> **WHAT TO WORK ON**
List every line of the records that contains the string "prickly".
━━ LISTED ENTRIES
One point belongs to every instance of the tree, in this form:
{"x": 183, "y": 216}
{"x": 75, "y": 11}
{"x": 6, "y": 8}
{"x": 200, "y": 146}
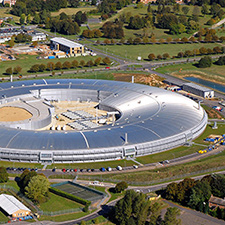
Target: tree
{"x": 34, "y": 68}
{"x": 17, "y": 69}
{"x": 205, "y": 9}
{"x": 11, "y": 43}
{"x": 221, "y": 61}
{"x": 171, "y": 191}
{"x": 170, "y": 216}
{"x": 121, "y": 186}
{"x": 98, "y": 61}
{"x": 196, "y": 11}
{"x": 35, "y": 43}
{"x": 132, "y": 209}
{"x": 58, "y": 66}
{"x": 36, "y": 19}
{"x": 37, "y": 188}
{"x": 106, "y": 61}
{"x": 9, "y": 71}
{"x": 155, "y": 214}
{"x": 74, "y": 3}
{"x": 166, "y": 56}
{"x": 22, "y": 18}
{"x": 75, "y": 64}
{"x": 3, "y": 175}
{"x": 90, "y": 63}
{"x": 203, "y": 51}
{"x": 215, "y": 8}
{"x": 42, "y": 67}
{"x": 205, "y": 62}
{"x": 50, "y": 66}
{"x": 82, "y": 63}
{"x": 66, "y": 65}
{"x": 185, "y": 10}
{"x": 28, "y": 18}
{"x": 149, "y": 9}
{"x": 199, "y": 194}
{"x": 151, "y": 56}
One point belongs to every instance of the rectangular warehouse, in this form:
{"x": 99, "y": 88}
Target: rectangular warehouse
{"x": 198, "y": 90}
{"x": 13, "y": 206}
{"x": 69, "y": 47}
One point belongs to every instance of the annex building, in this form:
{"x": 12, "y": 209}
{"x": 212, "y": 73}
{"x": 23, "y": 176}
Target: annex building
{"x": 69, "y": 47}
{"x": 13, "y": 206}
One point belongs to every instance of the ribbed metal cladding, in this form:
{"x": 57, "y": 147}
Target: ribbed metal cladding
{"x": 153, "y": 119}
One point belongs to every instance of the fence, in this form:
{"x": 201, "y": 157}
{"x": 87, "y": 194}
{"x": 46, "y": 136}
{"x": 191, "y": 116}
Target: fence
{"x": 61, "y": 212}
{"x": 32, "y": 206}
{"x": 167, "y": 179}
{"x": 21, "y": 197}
━━━━
━━ LISTED ENTRIES
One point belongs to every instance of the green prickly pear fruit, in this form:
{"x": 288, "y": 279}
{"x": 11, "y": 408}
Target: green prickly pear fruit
━━━━
> **RESULT OF THE TASK**
One point belongs to every instance of the green prickly pear fruit, in this form:
Target: green prickly pear fruit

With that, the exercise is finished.